* _STUDY TEXT_:
------------------------------------------------------------------------
The location is not revealed until I accept the invitation and meet a Mr. Neil Salley in front of an imposing mansion. Essential aspects of the movement have been mystery and imagination, both of which are in abundant evidence as the museum’s curator prepares me for a tour of the exhibition artifacts.
 
A dapper gentleman of dignified bearing, he sports a closely cropped Vandyke above a bow tie and wears not a Magritte homburg but rather a black pork pie hat that one might associate with the déclassé or even ruffians. That does, however, enhance the sense of mystery and makes him look not unlike an eccentric, concept-spilling MFA graduate of the Rhode Island School of Design — which, in fact, he recently is.
 
We step around back, passing Greek statuary stored like so many rusting lawnmowers. We enter a hallway which contains numerous framed text clippings and photographs that relate to the museum’s subject. As we sip sherry, Mr. Salley points to a picture of Cinderella’s castle at Disneyland, that glorious patamechanical nexus.
 
The curator explains.
 
“Patamechanics is the method of discovering or manifesting artifacts which” — and Mr. Salley utters the rest of the sentence in a headlong rush, as though tumbling down a rabbit hole — “symbolically attribute their properties described by their virtuality to their lineaments.” He takes a breath. “Patamechanical artifacts are physical objects that indicate the potential physical existence of the realm or entity that exists supplementary to this one, or describe a realm or entity which can be or perhaps should be envisaged in place of a traditional one.”
 
In a few moments I know precisely what he means. We step through a door into a darkened room that is illuminated only by the glow from several bizarre contraptions.
 
A great wheel stroboscopically flashes innumerable blinking eyes at us. In a Petri dish, the standing-wave image of vibrating water is projected across the room as a shuddering mandala. There is a hologram that locks onto one’s gaze as one walks around it. There is a dynamo crank I am enlisted to vigorously and noisily turn in order to power these machines. Several more artifacts are labeled with their Latin name and inventor.
 
Mr. Salley recounts the genesis of today’s natural history museums: how Europeans of the 16th and 17th centuries accumulated exotic cultural artifacts and built Cabinets of Curiosities.
------------------------------------------------------------------------
* _DATA FOR ANALYSIS_:
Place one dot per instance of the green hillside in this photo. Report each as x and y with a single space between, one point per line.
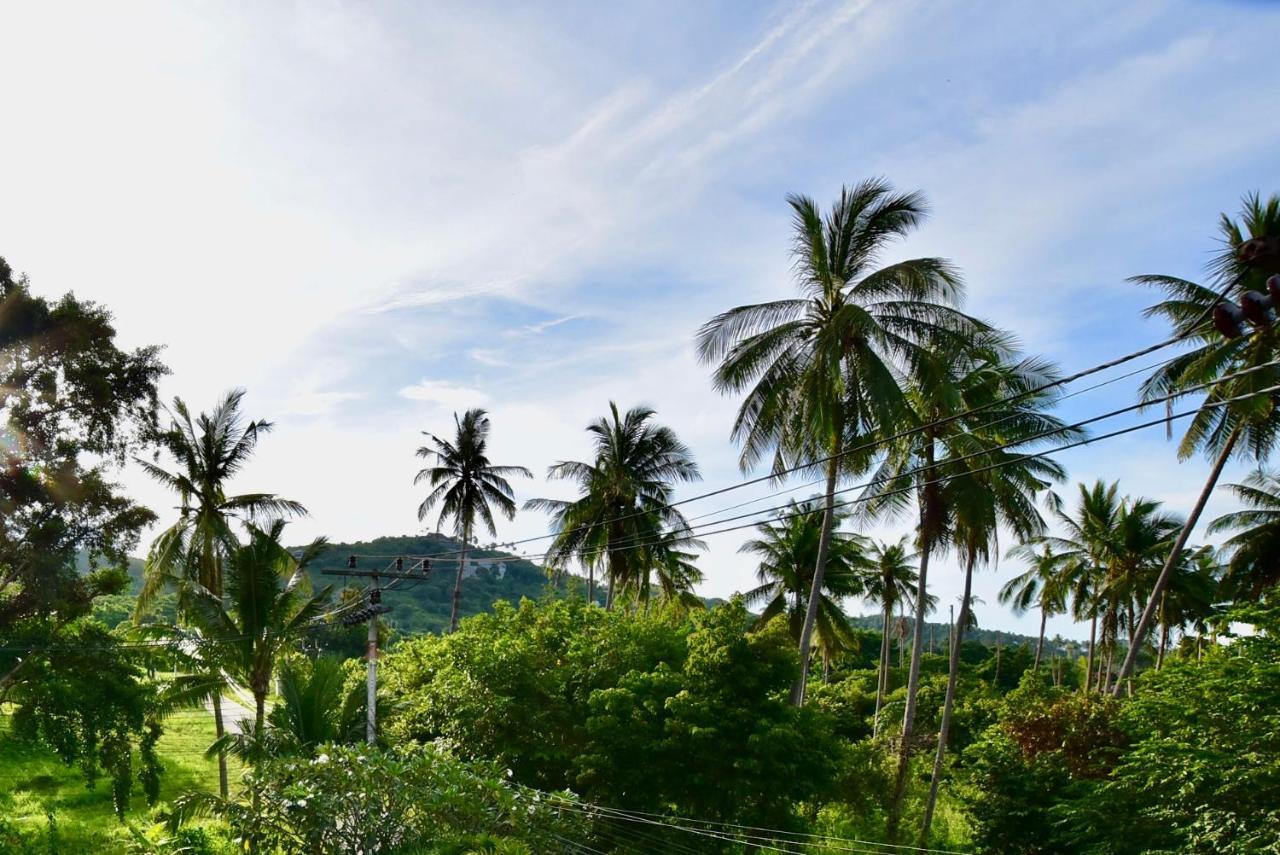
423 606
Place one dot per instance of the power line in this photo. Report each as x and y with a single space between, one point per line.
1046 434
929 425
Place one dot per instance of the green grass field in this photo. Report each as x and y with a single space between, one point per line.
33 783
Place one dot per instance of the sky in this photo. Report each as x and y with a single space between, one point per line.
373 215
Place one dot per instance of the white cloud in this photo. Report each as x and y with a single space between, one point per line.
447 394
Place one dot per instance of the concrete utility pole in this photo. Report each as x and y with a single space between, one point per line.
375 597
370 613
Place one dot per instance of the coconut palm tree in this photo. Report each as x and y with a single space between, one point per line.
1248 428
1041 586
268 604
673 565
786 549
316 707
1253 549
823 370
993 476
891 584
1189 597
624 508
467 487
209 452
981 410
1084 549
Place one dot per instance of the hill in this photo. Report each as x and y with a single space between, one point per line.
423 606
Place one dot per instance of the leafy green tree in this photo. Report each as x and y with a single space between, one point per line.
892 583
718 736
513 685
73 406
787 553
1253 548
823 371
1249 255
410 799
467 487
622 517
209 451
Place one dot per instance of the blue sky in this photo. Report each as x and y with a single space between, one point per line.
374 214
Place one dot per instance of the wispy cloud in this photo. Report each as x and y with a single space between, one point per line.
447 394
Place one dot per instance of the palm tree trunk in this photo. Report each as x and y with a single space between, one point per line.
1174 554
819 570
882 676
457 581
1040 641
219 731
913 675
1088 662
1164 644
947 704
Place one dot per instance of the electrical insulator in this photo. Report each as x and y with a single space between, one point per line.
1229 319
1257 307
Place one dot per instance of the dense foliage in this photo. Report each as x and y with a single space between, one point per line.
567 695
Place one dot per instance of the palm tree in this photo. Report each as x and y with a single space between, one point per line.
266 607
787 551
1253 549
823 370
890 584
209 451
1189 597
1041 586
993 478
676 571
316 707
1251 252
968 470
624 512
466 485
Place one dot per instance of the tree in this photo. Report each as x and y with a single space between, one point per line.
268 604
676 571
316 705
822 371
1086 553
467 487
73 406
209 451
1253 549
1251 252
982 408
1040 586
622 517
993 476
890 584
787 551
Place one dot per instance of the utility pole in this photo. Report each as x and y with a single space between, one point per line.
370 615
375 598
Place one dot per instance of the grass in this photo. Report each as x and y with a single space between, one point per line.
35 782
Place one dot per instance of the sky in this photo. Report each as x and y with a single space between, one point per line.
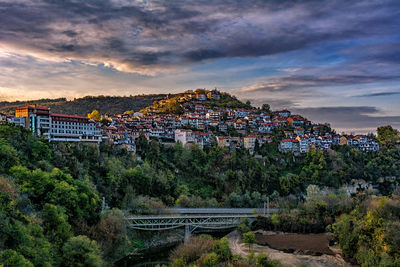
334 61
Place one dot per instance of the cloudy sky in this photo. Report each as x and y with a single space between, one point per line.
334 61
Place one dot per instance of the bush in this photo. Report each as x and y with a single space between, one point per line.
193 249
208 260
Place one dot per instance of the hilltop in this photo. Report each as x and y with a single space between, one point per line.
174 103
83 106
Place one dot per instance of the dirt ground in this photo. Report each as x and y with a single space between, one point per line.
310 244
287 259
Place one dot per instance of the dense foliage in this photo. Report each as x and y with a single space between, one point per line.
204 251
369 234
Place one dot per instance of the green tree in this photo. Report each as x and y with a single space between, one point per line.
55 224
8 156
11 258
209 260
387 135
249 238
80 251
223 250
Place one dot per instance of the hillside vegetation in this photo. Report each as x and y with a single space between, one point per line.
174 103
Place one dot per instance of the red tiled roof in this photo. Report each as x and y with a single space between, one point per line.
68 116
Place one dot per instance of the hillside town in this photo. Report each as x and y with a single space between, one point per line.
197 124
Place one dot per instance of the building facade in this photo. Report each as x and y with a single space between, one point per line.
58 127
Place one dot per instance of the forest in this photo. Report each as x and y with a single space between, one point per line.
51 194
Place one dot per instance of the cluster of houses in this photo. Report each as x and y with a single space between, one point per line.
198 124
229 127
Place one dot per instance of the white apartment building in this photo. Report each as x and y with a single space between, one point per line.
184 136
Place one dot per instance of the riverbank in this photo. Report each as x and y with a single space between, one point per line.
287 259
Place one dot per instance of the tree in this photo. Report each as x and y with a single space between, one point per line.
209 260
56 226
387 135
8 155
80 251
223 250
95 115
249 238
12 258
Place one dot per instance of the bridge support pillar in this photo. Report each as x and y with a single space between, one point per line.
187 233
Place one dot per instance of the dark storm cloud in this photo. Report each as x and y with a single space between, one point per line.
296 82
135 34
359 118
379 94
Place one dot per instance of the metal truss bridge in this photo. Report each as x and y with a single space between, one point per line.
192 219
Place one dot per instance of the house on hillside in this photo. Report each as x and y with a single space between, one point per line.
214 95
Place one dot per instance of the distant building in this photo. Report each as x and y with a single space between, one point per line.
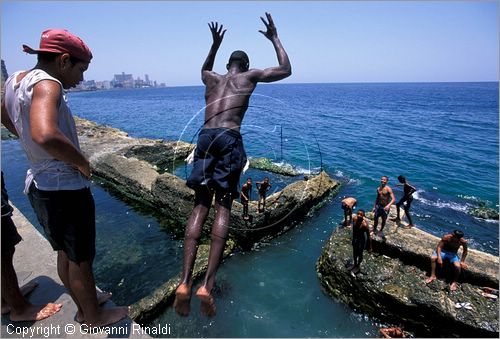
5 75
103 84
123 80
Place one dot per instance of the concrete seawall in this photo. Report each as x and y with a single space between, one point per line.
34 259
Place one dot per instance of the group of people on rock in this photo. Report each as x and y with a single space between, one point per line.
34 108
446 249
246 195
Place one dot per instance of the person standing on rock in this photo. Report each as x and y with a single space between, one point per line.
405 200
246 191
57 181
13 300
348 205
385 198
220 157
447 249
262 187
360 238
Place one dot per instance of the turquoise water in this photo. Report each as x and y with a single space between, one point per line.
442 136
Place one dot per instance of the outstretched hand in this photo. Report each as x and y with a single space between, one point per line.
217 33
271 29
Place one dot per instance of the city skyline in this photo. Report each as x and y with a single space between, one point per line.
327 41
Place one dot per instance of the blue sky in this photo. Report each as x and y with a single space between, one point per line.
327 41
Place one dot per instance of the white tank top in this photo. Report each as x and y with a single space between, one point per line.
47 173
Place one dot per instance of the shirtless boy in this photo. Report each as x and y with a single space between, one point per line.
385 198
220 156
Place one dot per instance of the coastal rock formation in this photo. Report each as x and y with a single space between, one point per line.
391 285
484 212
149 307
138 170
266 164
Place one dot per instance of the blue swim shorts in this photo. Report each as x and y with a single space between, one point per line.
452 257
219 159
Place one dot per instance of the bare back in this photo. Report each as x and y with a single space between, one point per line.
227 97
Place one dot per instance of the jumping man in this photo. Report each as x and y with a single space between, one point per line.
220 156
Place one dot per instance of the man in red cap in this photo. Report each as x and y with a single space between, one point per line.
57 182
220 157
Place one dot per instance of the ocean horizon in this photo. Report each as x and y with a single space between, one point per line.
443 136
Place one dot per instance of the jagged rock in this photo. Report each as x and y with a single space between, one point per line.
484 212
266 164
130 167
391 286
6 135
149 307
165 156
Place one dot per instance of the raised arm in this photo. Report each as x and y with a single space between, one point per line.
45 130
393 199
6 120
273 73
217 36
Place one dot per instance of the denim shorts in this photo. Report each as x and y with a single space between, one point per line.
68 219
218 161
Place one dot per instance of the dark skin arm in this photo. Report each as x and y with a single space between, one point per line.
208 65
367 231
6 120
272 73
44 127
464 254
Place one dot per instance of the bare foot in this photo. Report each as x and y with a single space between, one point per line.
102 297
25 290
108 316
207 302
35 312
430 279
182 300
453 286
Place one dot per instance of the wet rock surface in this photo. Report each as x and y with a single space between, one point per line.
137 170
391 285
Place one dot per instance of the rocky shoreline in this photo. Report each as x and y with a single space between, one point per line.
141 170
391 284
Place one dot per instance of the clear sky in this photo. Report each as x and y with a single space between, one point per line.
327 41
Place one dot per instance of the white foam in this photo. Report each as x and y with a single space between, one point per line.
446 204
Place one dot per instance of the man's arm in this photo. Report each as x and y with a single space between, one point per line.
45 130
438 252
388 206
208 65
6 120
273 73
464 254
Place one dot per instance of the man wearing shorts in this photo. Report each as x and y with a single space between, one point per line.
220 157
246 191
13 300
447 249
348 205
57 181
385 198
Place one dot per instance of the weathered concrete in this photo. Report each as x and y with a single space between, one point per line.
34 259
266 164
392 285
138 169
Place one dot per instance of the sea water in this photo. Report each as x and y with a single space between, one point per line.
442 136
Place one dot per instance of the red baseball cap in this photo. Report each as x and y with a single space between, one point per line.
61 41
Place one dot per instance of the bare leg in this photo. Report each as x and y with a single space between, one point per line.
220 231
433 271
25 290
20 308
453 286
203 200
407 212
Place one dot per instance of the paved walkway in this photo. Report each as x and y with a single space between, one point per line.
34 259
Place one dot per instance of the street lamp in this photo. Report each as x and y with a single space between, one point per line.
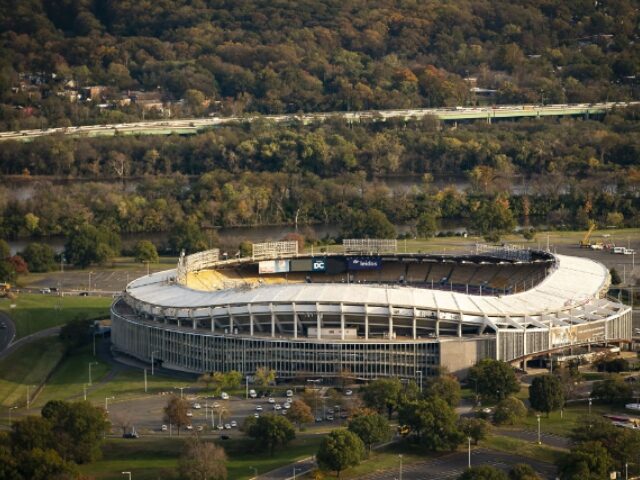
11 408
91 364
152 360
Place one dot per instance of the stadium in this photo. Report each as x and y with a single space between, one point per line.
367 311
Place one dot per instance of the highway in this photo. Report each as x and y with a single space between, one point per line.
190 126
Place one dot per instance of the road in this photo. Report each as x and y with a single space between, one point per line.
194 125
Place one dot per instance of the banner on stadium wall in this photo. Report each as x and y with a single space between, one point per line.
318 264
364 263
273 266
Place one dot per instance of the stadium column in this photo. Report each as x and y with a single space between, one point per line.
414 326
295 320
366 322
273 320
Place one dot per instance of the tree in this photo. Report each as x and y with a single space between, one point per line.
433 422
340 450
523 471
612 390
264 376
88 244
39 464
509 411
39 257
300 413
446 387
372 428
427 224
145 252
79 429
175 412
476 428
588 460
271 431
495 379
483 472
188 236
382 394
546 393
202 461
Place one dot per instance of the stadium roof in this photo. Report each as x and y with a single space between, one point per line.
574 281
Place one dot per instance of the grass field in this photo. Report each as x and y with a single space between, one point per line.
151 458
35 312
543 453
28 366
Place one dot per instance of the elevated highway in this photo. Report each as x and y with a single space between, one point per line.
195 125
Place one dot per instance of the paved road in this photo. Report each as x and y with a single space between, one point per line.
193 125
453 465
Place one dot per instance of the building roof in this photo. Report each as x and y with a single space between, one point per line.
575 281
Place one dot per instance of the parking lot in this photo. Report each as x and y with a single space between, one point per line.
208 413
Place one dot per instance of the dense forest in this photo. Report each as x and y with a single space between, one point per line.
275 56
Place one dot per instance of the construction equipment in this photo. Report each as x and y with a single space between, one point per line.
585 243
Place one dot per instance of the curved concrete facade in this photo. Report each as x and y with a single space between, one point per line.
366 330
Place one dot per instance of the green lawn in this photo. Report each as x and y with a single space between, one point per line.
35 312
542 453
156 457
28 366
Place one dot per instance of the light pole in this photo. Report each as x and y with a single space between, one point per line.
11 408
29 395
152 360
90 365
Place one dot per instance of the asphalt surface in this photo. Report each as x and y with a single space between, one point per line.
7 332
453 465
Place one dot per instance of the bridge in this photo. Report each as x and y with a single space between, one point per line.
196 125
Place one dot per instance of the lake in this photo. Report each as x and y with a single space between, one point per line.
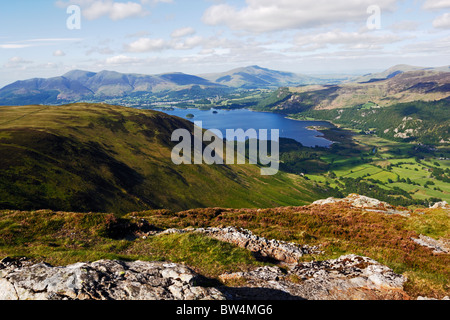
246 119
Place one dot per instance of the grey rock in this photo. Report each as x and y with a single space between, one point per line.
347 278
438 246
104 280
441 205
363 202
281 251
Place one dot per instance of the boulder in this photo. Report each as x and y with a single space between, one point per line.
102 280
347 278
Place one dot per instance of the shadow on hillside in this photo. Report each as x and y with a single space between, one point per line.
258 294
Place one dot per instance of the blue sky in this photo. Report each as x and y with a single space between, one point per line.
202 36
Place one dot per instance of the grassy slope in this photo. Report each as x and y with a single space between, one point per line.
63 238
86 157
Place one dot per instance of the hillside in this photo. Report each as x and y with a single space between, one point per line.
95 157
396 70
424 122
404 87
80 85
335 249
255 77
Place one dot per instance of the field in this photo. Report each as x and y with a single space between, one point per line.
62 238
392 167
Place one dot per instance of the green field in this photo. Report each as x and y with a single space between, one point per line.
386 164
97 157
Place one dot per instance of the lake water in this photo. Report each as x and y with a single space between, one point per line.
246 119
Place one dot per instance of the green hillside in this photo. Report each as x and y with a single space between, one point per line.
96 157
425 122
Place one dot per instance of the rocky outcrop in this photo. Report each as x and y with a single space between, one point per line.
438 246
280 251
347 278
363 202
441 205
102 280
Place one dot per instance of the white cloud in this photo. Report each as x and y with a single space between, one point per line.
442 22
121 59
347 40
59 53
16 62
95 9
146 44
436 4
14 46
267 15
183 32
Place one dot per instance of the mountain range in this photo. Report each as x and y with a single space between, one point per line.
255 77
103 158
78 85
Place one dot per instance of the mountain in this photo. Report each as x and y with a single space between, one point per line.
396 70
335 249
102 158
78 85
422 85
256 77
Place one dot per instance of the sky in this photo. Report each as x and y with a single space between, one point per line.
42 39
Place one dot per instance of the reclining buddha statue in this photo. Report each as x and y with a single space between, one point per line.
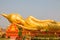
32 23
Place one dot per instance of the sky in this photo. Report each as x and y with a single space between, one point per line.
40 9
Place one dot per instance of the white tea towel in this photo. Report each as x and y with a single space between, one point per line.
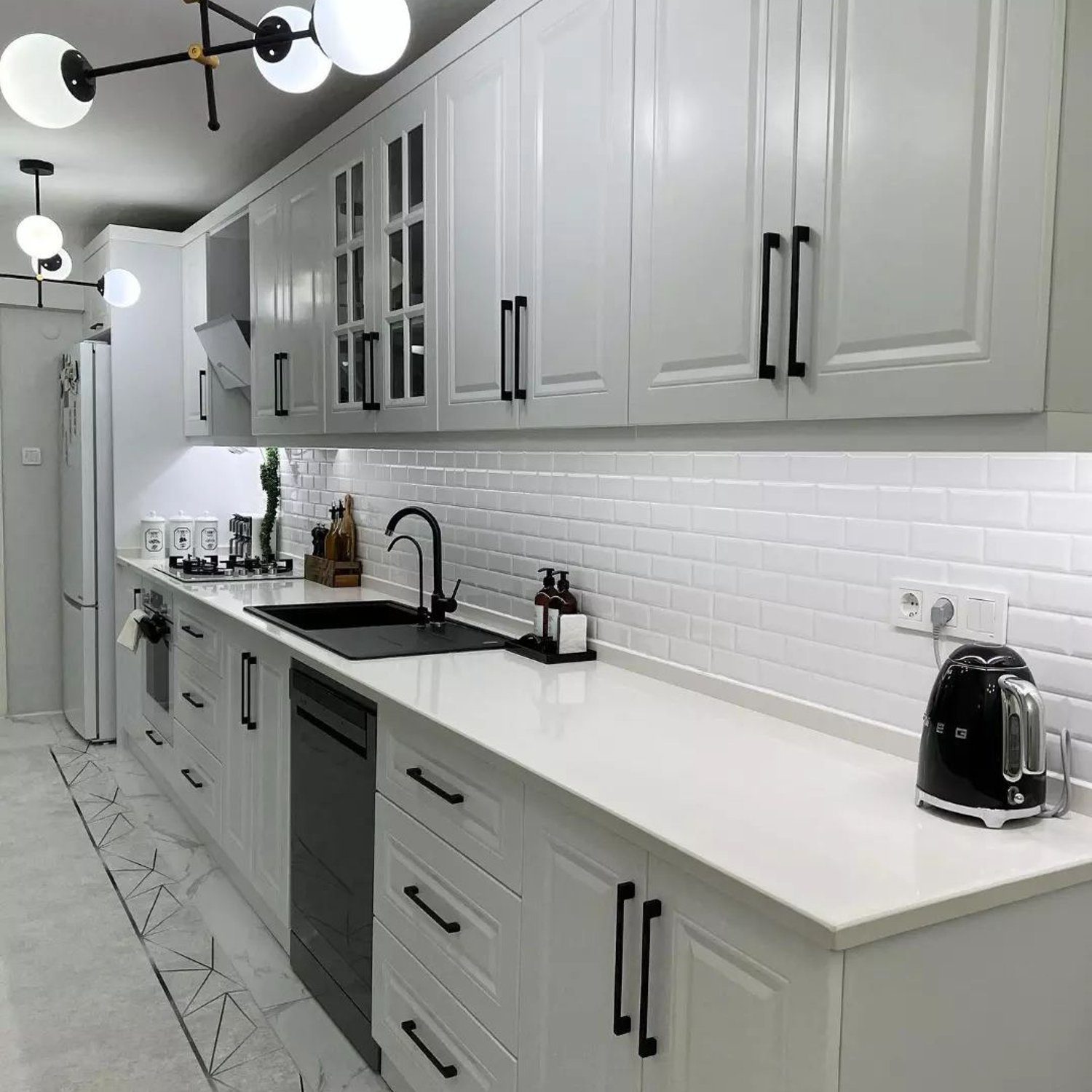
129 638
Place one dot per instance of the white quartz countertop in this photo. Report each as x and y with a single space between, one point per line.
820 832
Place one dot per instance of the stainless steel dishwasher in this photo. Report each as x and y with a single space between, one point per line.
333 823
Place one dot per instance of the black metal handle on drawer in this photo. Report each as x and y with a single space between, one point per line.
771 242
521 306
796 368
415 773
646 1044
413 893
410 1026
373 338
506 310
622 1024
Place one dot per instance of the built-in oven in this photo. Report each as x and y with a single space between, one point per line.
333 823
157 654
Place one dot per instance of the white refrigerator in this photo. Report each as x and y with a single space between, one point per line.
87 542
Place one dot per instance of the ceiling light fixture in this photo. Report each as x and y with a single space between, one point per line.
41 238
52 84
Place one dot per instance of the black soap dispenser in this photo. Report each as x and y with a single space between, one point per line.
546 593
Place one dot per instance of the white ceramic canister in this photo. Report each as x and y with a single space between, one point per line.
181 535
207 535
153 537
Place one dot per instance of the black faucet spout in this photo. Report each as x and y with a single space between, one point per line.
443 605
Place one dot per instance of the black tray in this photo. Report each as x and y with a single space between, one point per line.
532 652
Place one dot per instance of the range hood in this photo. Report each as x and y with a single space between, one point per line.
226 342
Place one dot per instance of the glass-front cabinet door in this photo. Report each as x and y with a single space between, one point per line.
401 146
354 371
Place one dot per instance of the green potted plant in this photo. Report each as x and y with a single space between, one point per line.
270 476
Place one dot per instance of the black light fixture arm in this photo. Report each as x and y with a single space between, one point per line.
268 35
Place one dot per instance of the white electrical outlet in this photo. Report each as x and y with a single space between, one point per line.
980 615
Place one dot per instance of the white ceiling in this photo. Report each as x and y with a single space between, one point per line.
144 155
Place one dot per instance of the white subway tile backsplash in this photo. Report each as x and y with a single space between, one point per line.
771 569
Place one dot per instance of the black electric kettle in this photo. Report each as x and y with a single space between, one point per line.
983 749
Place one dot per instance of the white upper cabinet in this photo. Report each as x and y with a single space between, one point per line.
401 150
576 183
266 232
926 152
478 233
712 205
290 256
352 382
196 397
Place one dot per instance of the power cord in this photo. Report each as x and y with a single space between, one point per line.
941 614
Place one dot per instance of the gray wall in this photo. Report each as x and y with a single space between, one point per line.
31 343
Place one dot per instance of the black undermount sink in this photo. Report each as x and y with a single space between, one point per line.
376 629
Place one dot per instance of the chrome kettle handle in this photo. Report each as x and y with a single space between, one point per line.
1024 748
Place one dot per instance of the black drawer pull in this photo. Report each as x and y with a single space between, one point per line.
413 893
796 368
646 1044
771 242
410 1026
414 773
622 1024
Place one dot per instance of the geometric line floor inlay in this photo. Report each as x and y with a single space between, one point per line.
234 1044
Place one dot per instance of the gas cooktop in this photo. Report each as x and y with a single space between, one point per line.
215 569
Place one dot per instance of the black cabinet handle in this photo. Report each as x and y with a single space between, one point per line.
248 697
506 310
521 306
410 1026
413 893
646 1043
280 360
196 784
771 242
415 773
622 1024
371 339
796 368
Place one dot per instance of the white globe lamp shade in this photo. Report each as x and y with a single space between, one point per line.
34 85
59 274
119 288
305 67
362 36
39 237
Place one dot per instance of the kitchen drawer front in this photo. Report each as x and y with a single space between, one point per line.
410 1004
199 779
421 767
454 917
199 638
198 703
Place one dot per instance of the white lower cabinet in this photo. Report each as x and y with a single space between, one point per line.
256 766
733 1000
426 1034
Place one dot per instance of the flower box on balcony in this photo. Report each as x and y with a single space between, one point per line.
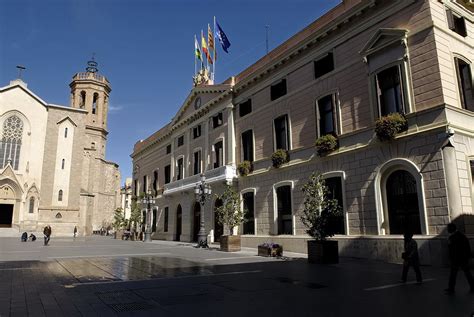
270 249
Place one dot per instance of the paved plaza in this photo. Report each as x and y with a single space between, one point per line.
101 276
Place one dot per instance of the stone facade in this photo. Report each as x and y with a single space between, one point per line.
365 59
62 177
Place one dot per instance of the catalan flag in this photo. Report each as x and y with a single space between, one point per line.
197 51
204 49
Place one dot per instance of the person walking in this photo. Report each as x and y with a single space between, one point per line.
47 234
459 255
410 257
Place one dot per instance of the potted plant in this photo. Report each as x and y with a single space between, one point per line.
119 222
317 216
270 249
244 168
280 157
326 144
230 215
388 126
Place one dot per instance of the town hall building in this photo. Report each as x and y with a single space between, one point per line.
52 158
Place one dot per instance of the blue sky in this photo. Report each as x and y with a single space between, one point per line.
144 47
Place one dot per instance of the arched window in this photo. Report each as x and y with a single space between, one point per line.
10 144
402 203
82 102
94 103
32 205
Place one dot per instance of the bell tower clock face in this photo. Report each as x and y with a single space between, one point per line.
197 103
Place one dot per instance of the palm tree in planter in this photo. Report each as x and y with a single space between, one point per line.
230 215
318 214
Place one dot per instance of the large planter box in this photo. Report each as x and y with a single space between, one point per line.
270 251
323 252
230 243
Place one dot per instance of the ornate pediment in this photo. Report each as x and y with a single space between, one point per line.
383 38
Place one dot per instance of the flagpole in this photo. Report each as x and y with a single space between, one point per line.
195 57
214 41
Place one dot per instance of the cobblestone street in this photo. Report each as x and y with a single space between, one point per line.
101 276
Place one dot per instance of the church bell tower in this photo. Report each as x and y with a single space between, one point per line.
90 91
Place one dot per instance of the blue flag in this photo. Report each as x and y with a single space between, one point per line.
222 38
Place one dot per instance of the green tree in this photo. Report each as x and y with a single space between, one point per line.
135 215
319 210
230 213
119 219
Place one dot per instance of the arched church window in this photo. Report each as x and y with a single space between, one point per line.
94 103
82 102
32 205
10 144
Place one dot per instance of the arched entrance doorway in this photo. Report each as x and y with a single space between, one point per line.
------------------------------------------------------------------------
* _WORK ITEM_: Reproduce, word for word, the portion of the museum-tour text above that begins with the words "A dapper gentleman" and ends with "glorious patamechanical nexus.".

* _SOLUTION TO THIS EXERCISE_:
A dapper gentleman of dignified bearing, he sports a closely cropped Vandyke above a bow tie and wears not a Magritte homburg but rather a black pork pie hat that one might associate with the déclassé or even ruffians. That does, however, enhance the sense of mystery and makes him look not unlike an eccentric, concept-spilling MFA graduate of the Rhode Island School of Design — which, in fact, he recently is.
 
We step around back, passing Greek statuary stored like so many rusting lawnmowers. We enter a hallway which contains numerous framed text clippings and photographs that relate to the museum’s subject. As we sip sherry, Mr. Salley points to a picture of Cinderella’s castle at Disneyland, that glorious patamechanical nexus.